* **What to produce**
Rewrite all of the data below as a numbered list with one line per entry, and leave out any blank lines.

---------- Materials provided

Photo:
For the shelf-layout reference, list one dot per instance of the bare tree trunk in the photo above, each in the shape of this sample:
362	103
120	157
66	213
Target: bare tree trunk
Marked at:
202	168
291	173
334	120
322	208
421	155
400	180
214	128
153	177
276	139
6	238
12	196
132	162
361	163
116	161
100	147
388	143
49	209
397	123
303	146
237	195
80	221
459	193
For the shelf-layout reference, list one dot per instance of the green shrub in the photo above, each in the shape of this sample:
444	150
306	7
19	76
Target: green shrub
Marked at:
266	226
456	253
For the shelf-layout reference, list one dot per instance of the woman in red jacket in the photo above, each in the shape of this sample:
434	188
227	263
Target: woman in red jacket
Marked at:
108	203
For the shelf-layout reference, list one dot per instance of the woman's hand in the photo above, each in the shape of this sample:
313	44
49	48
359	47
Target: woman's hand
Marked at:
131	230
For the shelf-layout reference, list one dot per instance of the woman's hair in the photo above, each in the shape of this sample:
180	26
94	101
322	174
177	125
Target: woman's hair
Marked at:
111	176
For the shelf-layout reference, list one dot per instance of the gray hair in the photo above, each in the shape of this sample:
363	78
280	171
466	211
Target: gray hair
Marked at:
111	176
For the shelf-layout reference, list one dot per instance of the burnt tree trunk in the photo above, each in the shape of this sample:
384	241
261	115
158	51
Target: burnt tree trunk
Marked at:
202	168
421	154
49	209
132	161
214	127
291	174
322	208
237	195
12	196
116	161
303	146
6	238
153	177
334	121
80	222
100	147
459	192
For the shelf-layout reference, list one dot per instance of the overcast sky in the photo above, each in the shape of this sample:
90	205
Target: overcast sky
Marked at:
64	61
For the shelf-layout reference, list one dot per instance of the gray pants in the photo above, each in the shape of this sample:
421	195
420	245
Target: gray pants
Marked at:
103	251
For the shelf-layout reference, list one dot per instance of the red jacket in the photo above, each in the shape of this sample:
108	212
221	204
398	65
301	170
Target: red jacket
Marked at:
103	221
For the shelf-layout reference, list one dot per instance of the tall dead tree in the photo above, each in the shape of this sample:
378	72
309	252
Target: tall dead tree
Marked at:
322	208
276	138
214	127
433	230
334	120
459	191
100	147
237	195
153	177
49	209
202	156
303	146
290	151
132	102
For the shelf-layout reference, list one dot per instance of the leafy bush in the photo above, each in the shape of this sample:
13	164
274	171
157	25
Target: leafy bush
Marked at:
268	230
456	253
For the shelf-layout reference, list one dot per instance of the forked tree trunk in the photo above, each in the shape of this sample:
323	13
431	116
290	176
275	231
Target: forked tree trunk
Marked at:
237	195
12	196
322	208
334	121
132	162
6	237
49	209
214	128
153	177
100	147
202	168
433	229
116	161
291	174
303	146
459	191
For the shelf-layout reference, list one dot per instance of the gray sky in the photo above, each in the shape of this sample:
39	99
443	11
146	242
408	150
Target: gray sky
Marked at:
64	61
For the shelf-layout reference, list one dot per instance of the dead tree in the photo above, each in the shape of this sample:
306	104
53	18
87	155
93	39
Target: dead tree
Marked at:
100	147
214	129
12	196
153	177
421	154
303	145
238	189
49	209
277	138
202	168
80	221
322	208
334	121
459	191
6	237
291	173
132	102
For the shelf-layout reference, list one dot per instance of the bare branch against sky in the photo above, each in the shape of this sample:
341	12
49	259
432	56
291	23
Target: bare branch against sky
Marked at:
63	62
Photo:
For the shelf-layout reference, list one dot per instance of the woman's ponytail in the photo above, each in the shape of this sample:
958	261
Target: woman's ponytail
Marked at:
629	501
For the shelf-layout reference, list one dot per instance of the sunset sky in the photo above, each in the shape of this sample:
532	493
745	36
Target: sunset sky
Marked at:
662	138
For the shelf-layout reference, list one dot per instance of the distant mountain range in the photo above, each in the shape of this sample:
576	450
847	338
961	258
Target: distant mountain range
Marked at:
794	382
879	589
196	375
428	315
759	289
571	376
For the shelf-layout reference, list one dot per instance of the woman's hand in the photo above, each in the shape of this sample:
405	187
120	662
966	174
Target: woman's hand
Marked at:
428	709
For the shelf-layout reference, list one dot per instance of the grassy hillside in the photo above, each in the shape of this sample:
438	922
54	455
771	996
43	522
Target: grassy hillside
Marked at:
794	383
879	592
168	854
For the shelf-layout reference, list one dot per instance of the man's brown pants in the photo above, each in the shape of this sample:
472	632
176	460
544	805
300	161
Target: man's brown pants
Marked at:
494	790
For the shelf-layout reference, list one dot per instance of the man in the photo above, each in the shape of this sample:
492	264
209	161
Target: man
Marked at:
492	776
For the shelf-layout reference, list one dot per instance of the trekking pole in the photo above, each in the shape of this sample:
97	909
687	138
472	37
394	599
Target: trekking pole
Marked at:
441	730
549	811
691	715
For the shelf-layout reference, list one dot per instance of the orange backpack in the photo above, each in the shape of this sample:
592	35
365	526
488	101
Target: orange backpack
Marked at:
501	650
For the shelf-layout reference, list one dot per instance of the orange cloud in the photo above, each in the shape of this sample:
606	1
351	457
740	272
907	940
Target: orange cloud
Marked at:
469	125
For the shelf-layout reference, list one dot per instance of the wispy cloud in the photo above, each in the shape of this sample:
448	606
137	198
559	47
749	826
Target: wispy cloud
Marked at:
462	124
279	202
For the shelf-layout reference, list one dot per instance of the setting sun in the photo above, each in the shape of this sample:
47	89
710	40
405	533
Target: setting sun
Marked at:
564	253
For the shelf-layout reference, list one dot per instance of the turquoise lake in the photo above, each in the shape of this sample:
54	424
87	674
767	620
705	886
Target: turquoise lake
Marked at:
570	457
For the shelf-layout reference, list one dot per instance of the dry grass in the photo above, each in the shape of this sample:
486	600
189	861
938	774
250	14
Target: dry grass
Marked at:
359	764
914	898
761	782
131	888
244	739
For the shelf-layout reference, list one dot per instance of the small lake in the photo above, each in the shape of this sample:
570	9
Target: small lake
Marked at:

--------------------

* **Correct result**
1. Photo:
2. For the shelf-layout reference, list one dot per instance of the bare tree trunk in the photo above, each in the shape of this sample:
3. 362	103
4. 120	157
5. 66	213
6. Target: bare tree trunk
7. Marked at:
8. 202	168
9. 291	173
10. 334	120
11. 322	208
12. 421	155
13. 400	180
14. 214	128
15. 153	177
16. 276	139
17. 6	238
18. 12	196
19. 132	162
20. 361	163
21. 116	161
22. 100	147
23. 388	143
24. 49	209
25. 397	123
26. 303	146
27. 237	195
28. 80	221
29. 459	193
30. For the shelf-layout reference, list one dot per instance of the green shrub in the photo above, each in the shape of this sample:
31. 444	150
32. 306	7
33. 19	76
34. Target: green shrub
35. Marked at:
36. 266	226
37. 456	253
38. For the shelf-layout reference, list one dot per instance of the woman in red jacket in the photo above, each in the shape of this sample:
39. 434	188
40. 227	263
41. Target: woman in red jacket
42. Marked at:
43. 108	203
44. For the shelf-layout reference, list one dot per instance of the woman's hand in the photo above, each in the shape of this sample:
45. 313	44
46. 49	48
47. 359	47
48. Target: woman's hand
49. Marked at:
50. 131	230
51. For the shelf-layout reference, list one dot per instance of the woman's hair in the photo above, each in the shape of this sample:
52. 180	26
53. 94	101
54. 322	174
55. 177	125
56. Target: woman's hair
57. Marked at:
58. 111	176
59. For the shelf-layout reference, list one dot per instance of the gray hair in the photo above, each in the shape of this sample:
60. 363	78
61. 280	171
62. 466	211
63. Target: gray hair
64. Marked at:
65. 111	176
66. For the shelf-layout reference, list one dot per instance of the burnt tree trunk in the photo above, each in the shape of this sample:
67. 384	241
68. 261	115
69. 158	51
70. Target: burnt tree trunk
71. Marked at:
72. 202	168
73. 421	154
74. 49	209
75. 132	161
76. 214	127
77. 291	174
78. 322	208
79. 237	195
80. 12	196
81. 116	161
82. 303	146
83. 6	238
84. 153	177
85. 334	121
86. 80	222
87. 100	147
88. 459	192
89. For the shelf-layout reference, list one dot per instance of the overcast sky in the photo above, each in the shape of this sample:
90. 90	205
91. Target: overcast sky
92. Marked at:
93. 64	61
94. For the shelf-layout reference, list one dot per instance of the gray pants in the photo above, each in the shape of this sample:
95. 421	195
96. 420	245
97. Target: gray pants
98. Marked at:
99. 103	251
100. For the shelf-layout reference, list one dot per instance of the red jacket in the photo above, each in the shape of this sample:
101. 108	212
102. 221	204
103. 398	65
104. 301	170
105. Target: red jacket
106. Marked at:
107. 103	221
108. For the shelf-layout reference, list one dot per instance of the tall dead tree in the photo above, each in the shape of this sample:
109. 378	72
110. 309	252
111. Target: tall dead tree
112. Marked at:
113. 322	208
114. 276	138
115. 214	127
116. 433	230
117. 334	120
118. 459	191
119. 100	147
120. 237	195
121. 153	177
122. 49	209
123. 202	156
124. 303	146
125. 290	151
126. 132	102
127. For the shelf-layout reference, list one dot per instance of the leafy bush in the photo above, each in the shape of this sample:
128. 13	164
129. 274	171
130. 157	25
131. Target: leafy bush
132. Marked at:
133. 268	230
134. 456	253
135. For the shelf-layout reference, list one dot per instance of the forked tree trunk in the photo above, each in the shape of this sample:
136. 323	13
137. 431	116
138. 290	176
139. 275	231
140. Target: forked tree trunk
141. Marked at:
142. 237	195
143. 12	196
144. 322	208
145. 334	121
146. 132	162
147. 6	237
148. 49	209
149. 214	128
150. 153	177
151. 100	147
152. 202	168
153. 433	229
154. 116	161
155. 291	174
156. 303	146
157. 459	191
158. For the shelf-layout reference, list one dot per instance of the gray sky in the photo above, each in the shape of this sample:
159. 39	99
160. 443	11
161. 146	242
162. 408	150
163. Target: gray sky
164. Marked at:
165. 64	61
166. For the shelf-layout reference, list one dot per instance of the dead tree in the photo above, each in the shape of this sample:
167. 306	104
168. 53	18
169. 87	155
170. 93	39
171. Target: dead tree
172. Marked at:
173. 100	147
174. 214	129
175. 12	196
176. 153	177
177. 421	154
178. 303	145
179. 238	189
180. 49	209
181. 277	138
182. 202	168
183. 80	221
184. 322	208
185. 334	121
186. 459	191
187. 6	237
188. 291	173
189. 132	102
190. For the shelf-layout reference, list one dot per instance of the bare branch against sky in the photo above, each in the shape of this sample:
191. 341	12
192. 49	259
193. 432	56
194. 291	23
195. Target: bare branch against sky
196. Marked at:
197. 63	62
198. Photo:
199. For the shelf-layout reference, list one dot per instance of the woman's ponytail in the photo above, each in the shape of this sample:
200. 958	261
201. Target: woman's ponytail
202. Marked at:
203. 629	501
204. For the shelf-layout reference, list one dot per instance of the sunset sky in the photo above, each in the shape of this sample:
205. 532	493
206. 745	36
207. Target: sunset sky
208. Marked at:
209. 662	138
210. For the shelf-layout reference, list one dot per instance of the distant mountain range in the photo above, each in the shape of this sample:
211. 576	450
212. 847	338
213. 961	258
214. Target: distant mountain range
215. Marked at:
216. 794	382
217. 879	589
218. 196	375
219. 428	315
220. 759	289
221. 571	376
222. For the shelf-layout reference, list one dot per instance of the woman's hand in the photo above, each in the shape of this sample:
223. 405	187
224. 120	662
225. 966	174
226. Target: woman's hand
227. Marked at:
228. 428	709
229. For the shelf-layout reference, list one dot per instance of the grassy hillside in the photo above, each in the shape of this sample:
230. 438	922
231. 54	455
232. 771	996
233. 43	522
234. Target: grassy hillside
235. Marked at:
236. 794	383
237. 879	592
238. 168	854
239. For the shelf-layout reference, list one dot per instance of the man's brown pants in the photo above, each in the shape of this sample:
240. 472	632
241. 176	460
242. 544	805
243. 300	161
244. Target: man's brown pants
245. Marked at:
246. 494	790
247. For the shelf-layout reference, list one dot per instance of the man in the photo above, each in the shape of this sample:
248. 492	264
249. 209	161
250. Target: man
251. Marked at:
252. 492	776
253. For the shelf-layout reference, list one dot per instance of the trekking pole in the photo above, each in the shape of this sample:
254. 97	909
255. 687	138
256. 472	37
257. 394	599
258. Target: trekking pole
259. Marked at:
260. 441	730
261. 549	811
262. 691	715
263. For the shelf-layout reference, list one dot per instance of the orange backpack in the photo above, each in the shape of this sample:
264. 592	35
265. 365	526
266. 488	101
267. Target: orange backpack
268. Marked at:
269. 501	650
270. For the shelf-layout reference, list one dot per instance of the orange cloud in the photo above, each in the shape of this sample:
271. 606	1
272. 351	457
273. 740	272
274. 907	940
275. Target: orange cloud
276. Marked at:
277. 469	125
278. For the shelf-layout reference, list one dot per instance of the wispy cloud in the photo above, each in the shape of this sample:
279. 448	606
280. 137	198
281. 559	47
282. 749	826
283. Target: wispy cloud
284. Marked at:
285. 462	124
286. 279	202
287. For the shelf-layout reference, list one dot per instance of the setting sun in the photo above, each in the shape of this sample:
288. 47	89
289. 710	40
290. 405	533
291. Target: setting sun
292. Marked at:
293. 564	253
294. For the shelf-layout reference, list one dot per instance of the turquoise lake in the photo above, each in the shape of this sample:
295. 54	424
296. 87	674
297. 767	620
298. 705	886
299. Target: turquoise lake
300. Marked at:
301. 570	457
302. For the shelf-layout reference, list one dot per instance of the dry grass in the photo above, each in the shape of this sample:
303. 486	600
304. 189	861
305. 938	774
306. 250	14
307. Target: dry grass
308. Marked at:
309. 359	764
310. 914	898
311. 761	782
312. 131	888
313. 244	739
314. For the shelf-layout reference, list one dot per instance of the small lake in the photo above, each in the shape of this sample:
315. 570	9
316. Target: small lake
317. Marked at:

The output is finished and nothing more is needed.